Job =>
Update the rows below by replacing "pink tongue" with "pink nose" throughout, keeping everything else the same. Leave the pictures out of your version.

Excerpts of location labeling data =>
------------

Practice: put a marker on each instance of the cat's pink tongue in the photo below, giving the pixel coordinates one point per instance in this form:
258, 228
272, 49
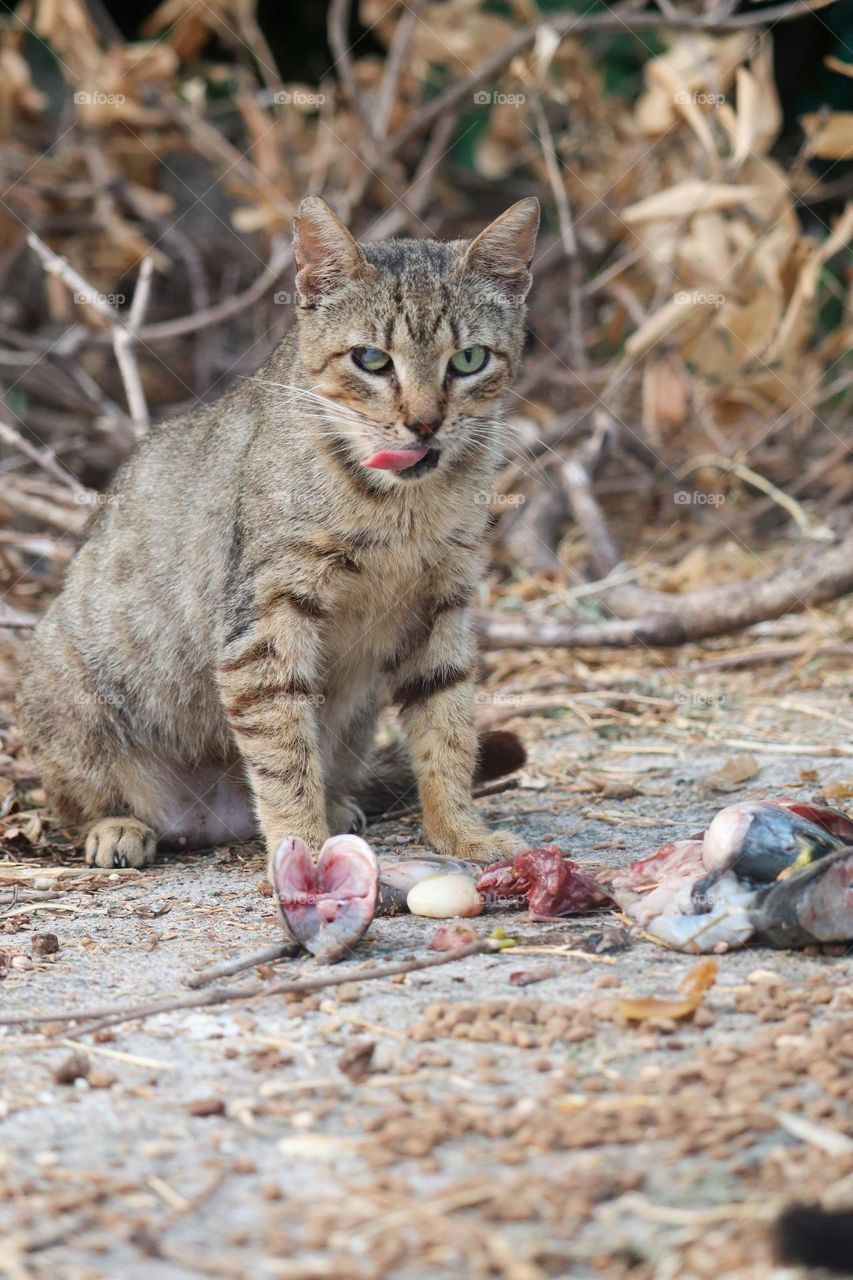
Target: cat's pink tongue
395, 460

------------

Task result =>
Practice: put a marker on each instance of the cat's pink nose in the photo below, giving the pixel coordinates one point per instance in this form:
258, 228
272, 49
Target: cat's pink nose
395, 460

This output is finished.